• [TAREAS A REALIZAR]:
A: Contesta estas preguntas con base en el extracto sobre calidad del aire:
(i) ¿Por qué se deben remover las instancias que son exactamente iguales?
(ii) ¿Cómo se puede hacer la detección de outliers en el caso de series de tiempo?
(iii) ¿Con qué nombre de archivo se guarda el dataframe?
B: Resume en dos oraciones el extracto sobre calidad del aire.

• [EXTRACTO SELECCIONADO]:
Hay que remover las instancias que son exactamente iguales porque sólo causan ruido.

In [None]:
air_quality.drop_duplicates(inplace=True)
air_quality.head()

### e) Rellenando valores faltantes

Para el caso de series de tiempo, la detección de outliers se puede hacer mediante inspección visual en un plano tiempo vs el atributo.

In [None]:
for i in range(air_quality.shape[1]-1):
  air_quality.iloc[:,i+1] = air_quality.iloc[:,i+1].replace(to_replace=_____, value=air_quality.iloc[:,i+1][air_quality.iloc[:,i+1]>0].mean())

In [None]:
fig=go.Figure()
fig.add_scatter(x=air_quality['Fecha'], y=air_quality['AH'], mode='lines',name='AH')
fig.add_scatter(x=air_quality['Fecha'], y=air_quality['RH'], mode='lines',name='RH')
fig.add_scatter(x=air_quality['Fecha'], y=air_quality['T'], mode='lines',name='T')
fig.update_traces(marker=dict(size=3),
                  selector=dict(mode='markers'))
pio.show(fig)

In [None]:
_______.describe()

# 6. Exploración de los datos (EDA)

In [None]:
sns.set(style="ticks", context="talk")
plt.style.use('seaborn-paper')
g = sns.PairGrid(air_quality.iloc[:,1:], diag_sharey=False, corner=True)
g.map_lower(sns.scatterplot)
g.map_diag(sns.kdeplot)
g.add_legend()

### a) Guardando el dataframe

In [None]:
______.to_csv(os.path.join(path,'AirQuality_New.csv'))

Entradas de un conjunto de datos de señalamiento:

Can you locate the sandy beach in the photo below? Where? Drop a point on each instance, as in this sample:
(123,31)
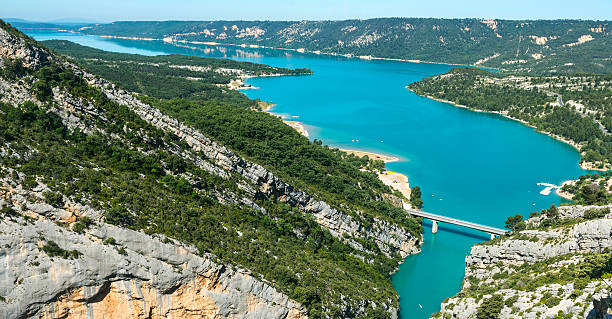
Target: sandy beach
(298,126)
(396,181)
(372,156)
(266,106)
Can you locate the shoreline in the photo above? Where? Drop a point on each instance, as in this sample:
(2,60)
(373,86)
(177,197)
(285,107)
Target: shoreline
(576,146)
(298,126)
(171,40)
(371,155)
(396,181)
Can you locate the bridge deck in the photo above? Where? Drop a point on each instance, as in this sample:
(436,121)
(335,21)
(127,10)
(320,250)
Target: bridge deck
(454,221)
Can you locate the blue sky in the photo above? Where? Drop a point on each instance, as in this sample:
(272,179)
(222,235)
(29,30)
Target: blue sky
(114,10)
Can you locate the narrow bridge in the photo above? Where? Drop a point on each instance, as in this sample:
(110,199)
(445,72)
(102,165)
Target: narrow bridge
(439,218)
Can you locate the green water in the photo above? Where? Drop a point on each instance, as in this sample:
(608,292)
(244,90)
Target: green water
(473,166)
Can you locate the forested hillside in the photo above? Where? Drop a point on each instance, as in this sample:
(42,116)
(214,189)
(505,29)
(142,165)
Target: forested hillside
(236,185)
(171,76)
(576,108)
(527,46)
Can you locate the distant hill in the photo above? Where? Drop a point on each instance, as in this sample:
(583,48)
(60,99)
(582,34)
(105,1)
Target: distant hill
(541,46)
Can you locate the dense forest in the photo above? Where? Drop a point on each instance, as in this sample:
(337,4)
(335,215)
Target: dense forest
(575,107)
(171,76)
(538,46)
(140,178)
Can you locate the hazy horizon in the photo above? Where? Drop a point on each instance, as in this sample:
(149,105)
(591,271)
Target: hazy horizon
(291,10)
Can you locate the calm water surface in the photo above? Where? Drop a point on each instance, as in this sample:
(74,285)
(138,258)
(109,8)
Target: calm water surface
(470,165)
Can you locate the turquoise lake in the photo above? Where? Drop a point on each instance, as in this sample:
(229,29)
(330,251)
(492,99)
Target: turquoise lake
(473,166)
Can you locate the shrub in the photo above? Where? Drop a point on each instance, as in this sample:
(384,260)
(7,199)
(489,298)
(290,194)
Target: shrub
(54,199)
(490,308)
(53,250)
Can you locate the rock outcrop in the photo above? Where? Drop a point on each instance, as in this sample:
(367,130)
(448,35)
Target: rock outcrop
(52,270)
(118,273)
(505,266)
(389,237)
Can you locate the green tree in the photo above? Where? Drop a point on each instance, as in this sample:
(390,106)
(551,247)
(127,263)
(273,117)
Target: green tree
(415,197)
(490,308)
(515,223)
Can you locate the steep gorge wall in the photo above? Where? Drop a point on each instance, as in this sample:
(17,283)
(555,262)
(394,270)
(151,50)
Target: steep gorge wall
(132,275)
(491,264)
(389,237)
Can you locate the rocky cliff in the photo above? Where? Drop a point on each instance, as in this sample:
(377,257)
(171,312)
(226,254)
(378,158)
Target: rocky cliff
(56,267)
(118,273)
(541,272)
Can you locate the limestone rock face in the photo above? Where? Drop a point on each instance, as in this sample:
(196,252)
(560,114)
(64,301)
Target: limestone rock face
(17,48)
(390,238)
(489,264)
(132,275)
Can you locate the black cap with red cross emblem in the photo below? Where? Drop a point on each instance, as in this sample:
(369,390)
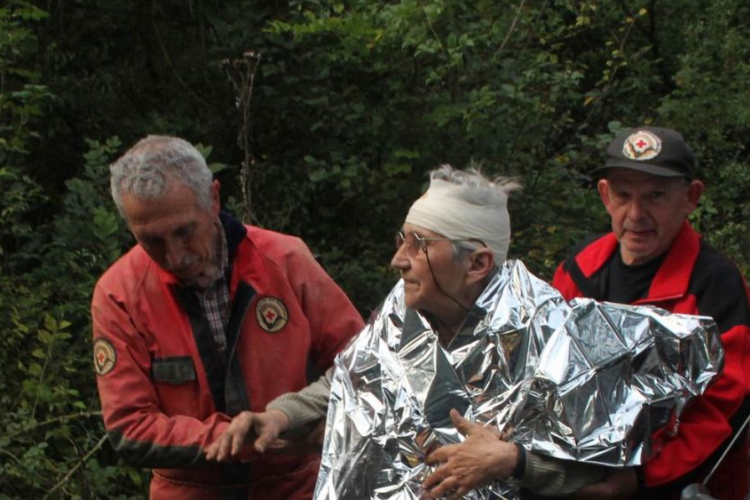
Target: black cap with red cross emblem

• [SOLUCIONES PROPUESTAS]:
A:
(i) Porque sólo causan ruido.
(ii) Mediante inspección visual en un plano tiempo vs el atributo.
(iii) AirQuality_New.csv.

B: El extracto elimina las instancias duplicadas de air_quality porque sólo causan ruido y detecta outliers en series de tiempo mediante inspección visual de cada atributo frente al tiempo, para lo cual grafica AH, RH y T contra la fecha. Después explora los datos con una cuadrícula de gráficos por pares y guarda el dataframe en el archivo AirQuality_New.csv.